Material shown START

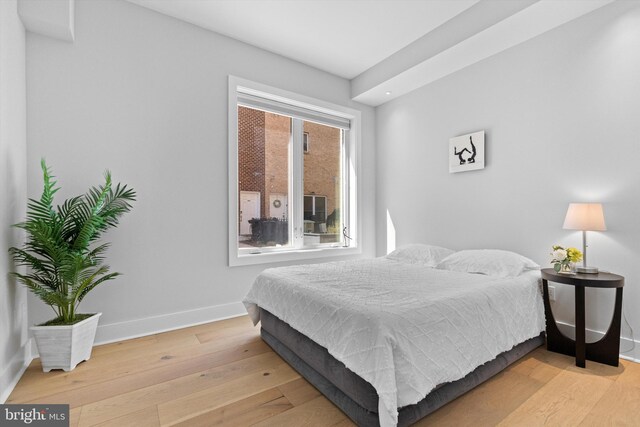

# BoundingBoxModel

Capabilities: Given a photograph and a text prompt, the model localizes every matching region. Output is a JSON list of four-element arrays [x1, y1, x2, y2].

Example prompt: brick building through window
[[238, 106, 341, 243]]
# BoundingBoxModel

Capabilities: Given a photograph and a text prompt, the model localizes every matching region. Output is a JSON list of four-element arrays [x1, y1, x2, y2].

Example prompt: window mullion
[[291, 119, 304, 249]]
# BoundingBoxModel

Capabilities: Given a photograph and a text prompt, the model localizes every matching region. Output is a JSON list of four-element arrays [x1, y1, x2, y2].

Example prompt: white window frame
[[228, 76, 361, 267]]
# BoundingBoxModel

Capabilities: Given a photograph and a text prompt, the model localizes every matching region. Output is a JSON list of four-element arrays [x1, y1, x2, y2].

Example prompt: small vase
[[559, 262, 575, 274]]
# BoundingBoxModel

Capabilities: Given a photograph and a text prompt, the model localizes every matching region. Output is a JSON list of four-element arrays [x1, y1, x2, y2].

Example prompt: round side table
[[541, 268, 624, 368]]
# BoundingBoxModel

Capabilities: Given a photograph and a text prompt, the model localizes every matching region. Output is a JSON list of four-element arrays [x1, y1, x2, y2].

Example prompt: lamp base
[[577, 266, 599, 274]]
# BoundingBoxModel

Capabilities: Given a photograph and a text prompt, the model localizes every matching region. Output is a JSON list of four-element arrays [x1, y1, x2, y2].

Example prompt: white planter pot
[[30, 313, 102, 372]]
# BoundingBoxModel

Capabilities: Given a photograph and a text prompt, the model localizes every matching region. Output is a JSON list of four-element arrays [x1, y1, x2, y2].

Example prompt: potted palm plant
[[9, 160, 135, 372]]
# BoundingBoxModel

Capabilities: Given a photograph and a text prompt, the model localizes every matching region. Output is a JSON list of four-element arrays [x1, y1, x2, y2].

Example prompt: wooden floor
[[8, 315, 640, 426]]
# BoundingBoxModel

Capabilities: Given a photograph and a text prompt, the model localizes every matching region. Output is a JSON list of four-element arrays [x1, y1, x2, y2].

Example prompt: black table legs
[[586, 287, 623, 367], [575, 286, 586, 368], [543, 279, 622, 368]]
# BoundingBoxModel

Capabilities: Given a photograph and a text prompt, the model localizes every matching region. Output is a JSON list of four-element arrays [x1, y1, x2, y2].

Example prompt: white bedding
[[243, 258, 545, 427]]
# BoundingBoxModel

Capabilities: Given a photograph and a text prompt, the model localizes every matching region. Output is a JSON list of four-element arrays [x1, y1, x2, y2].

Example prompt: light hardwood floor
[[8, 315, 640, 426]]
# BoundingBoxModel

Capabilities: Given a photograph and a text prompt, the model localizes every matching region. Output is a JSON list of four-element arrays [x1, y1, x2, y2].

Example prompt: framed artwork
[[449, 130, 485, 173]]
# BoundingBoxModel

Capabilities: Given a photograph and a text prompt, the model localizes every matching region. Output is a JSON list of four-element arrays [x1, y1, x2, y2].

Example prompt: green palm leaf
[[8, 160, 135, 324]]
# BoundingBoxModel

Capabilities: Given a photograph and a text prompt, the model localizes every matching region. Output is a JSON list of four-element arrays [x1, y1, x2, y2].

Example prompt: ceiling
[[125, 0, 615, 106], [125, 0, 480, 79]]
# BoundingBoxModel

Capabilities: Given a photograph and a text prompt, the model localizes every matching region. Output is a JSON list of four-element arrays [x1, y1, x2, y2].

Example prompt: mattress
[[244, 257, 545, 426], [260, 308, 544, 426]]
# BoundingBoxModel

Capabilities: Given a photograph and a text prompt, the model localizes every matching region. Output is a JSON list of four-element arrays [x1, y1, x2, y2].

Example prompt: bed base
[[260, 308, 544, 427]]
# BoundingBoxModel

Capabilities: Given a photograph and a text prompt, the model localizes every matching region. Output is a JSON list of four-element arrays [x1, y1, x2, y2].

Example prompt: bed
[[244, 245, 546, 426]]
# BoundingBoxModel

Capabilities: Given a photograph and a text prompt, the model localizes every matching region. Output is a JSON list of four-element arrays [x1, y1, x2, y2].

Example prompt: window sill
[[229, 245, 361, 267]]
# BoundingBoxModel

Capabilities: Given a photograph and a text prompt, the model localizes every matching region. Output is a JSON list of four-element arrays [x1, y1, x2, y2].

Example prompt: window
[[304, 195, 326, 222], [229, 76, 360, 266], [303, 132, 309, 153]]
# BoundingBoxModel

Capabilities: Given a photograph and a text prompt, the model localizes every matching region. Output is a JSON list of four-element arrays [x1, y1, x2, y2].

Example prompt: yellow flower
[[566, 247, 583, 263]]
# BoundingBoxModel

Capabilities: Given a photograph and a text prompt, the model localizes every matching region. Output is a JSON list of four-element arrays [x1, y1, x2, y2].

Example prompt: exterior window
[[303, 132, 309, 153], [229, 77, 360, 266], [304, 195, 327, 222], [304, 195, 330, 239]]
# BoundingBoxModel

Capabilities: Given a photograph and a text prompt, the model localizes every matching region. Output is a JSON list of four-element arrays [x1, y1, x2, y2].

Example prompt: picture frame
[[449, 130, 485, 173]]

Material shown END

## [What the exercise asks]
Produce an exact copy of every line above, with the images left out.

## [Result of this task]
# BoundingBoxModel

Capabilities: Given a photograph and a text prompt, the model localizes every matching region. Output is a JSON list of four-element arrays [x1, y1, x2, y2].

Example prompt: brick building through window
[[238, 106, 341, 243]]
# BoundingBoxModel

Capabilities: Given a photograph and a text prompt, the model localizes every matching region. Output is a JSON list of four-element arrays [x1, y1, x2, y2].

Example prompt: window mullion
[[291, 119, 304, 249]]
# BoundingBoxModel

Capabilities: Given a photograph and a text prompt, the model localizes every matching region. Output is a JSON list of four-element arrays [x1, y1, x2, y2].

Example prompt: white window frame
[[228, 76, 361, 267]]
# BoundingBoxModel

Capabilities: Given a photograph and a text prompt, the model localizes every matching region. Output is a JSON list of four-element arrays [x1, y1, x2, y2].

Example prompt: small vase
[[559, 262, 575, 274]]
# BoundingBoxModel

Capabilities: Given a photograph and a text prompt, the model localizes every matching region. Output is a JSON list of four-element arrays [x1, y1, x2, y2].

Example prompt: round side table
[[541, 268, 624, 368]]
# BoundingBoxModel

Capabilities: Given a photograph and a text prompt, the model localizes every matching region. Output is a JSON list of four-element arrays [x1, y1, x2, y2].

Example prompt: lamp base
[[577, 266, 599, 274]]
# BoundingBoxModel

Capabilities: Given a photograph and a text prompt, the model localizes every matching region. Output is a JSON list of four-element arrays [x1, y1, x2, y2].

Example prompt: white planter pot
[[30, 313, 102, 372]]
# BoundingBoxModel

Capabilities: Given a photograph and a text prompt, the model localizes every matching region. Output is a JSON list of four-element arrays [x1, y1, x2, y2].

Example prompt: potted palm plant
[[9, 160, 135, 372]]
# BoundingBoxModel

Capabilities: Given a photograph and a text prompt, the model localizes every matching region. Output is a JSON list of four-element arrays [x1, y1, x2, y2].

Example prompt: wooden floor
[[8, 315, 640, 426]]
# BoundingBoxModel

Capabilities: Given a photograph and a text prompt, the model localizes every matching region. Output is a JSON list of four-element arrays [x1, y1, x2, y2].

Example prompt: black table legs
[[586, 287, 623, 367], [575, 286, 586, 368], [543, 279, 622, 368]]
# BoundingBoxModel

Capabilities: Given a photograph and a text prompt, the model localizes every matching region. Output is a JSON list of four-element arrays [x1, y1, x2, y2].

Example prompt: white bedding
[[243, 258, 545, 427]]
# BoundingBoxModel

Capabilities: Given a photograph and a text prompt, the model localizes every matching region. Output is a JSON list of four-element arrays [x1, y1, x2, y2].

Example prompt: light hardwood floor
[[8, 315, 640, 426]]
# BoundingBoxModel

Capabilities: Given a photograph and a text prompt, the model localizes every matching region. Output is a JSON list of four-element arrays [x1, y1, x2, y2].

Example prompt: framed artwork
[[449, 130, 485, 173]]
# BoundingBoxModel

Capabilities: Given a photograph and a text prompt, the model localizes every matching region. Output is a JSON list of four-element arrays [x1, y1, x2, y2].

Example prompt: green palm leaf
[[8, 160, 135, 324]]
# BoundingBoxModel

Capabilities: Given a photograph and a text prompt, the model localizes every matching region. Output is a JSON list of four-element arrays [x1, y1, x2, y2].

Example prompt: ceiling
[[125, 0, 615, 106], [125, 0, 480, 79]]
# BoundingBoxModel

Capabilities: Given a photograph and a text prompt, the model localizes every matching region. Output is a JSON list of four-element arrays [x1, y1, x2, y2].

Example prompt: mattress
[[244, 257, 545, 426], [260, 308, 544, 426]]
# BoundingBoxModel

Capabilities: Given a photograph and a text prompt, the model localizes every matching region. Output is a JSON list of four-element arrays [x1, y1, x2, y2].

Example prompt: bed base
[[260, 308, 544, 427]]
# BoundingBoxModel

Capabilities: Given a photograph and a text prompt, the model localizes every matching region. Output is a JSON list of four-element arrays [x1, y1, x2, y2].

Example prompt: bed
[[244, 245, 546, 426]]
# BoundingBoxModel

Capabilities: Given a photograph and a text prompt, the model localizes every matching region. Output is a JSON list of four-element arrays [x1, y1, x2, y2].

Example prompt: window sill
[[229, 245, 361, 267]]
# BoundingBoxModel

Capabilities: Given a photograph and a text prompt, the model localizes every matching region. Output is a JSON list of four-element arrays [x1, y1, x2, y2].

Example prompt: window
[[304, 195, 326, 222], [229, 76, 360, 266], [303, 132, 309, 153]]
# BoundingBoxModel

Capabilities: Given a photograph and a text prompt, the model localizes every matching region. Output is a JSON list of four-element arrays [x1, y1, x2, y2].

Example prompt: yellow flower
[[566, 247, 583, 263]]
# BoundingBoxModel

Capabilities: Given a photograph and a text prompt, the model localizes every matching region. Output is a JSON list of four-element arrays [x1, y1, x2, y2].

Example prompt: exterior window
[[303, 132, 309, 153], [229, 77, 360, 266], [304, 195, 327, 222], [304, 195, 330, 239]]
# BoundingBoxModel

Capabilities: Given a photograph and a text prompt, the model localizes every matching region. Output is a JSON list of four-element arrays [x1, y1, x2, y2].

Example prompt: picture frame
[[449, 130, 485, 173]]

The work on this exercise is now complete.